# [Problem to solve]
Reproduce the material below word for word, leaving out the pictures.

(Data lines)
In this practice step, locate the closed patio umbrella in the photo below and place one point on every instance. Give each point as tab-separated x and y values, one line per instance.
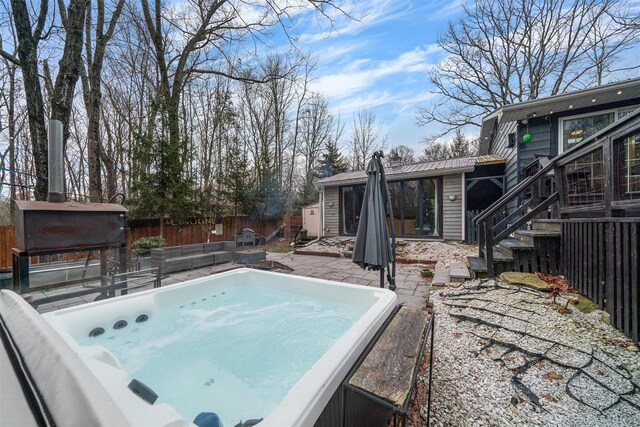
372	248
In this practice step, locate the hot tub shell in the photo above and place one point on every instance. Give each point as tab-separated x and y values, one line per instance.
304	402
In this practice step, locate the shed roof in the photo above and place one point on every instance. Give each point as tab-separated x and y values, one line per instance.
439	167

# [Written response]
In this practice step, locate the closed patio umbrella in the photo below and place one point on every instance. Give each point as tab-separated x and y values, one line per instance.
372	248
In this practice step, locate the hot tub shell in the photo above and place one point on every instance. Give each point as tab-separated x and y values, one line per instance.
304	402
In this practice step, locate the shed roof in the photo above and place one point on every instance. Give each point as tab-separated x and y values, one line per instance.
439	167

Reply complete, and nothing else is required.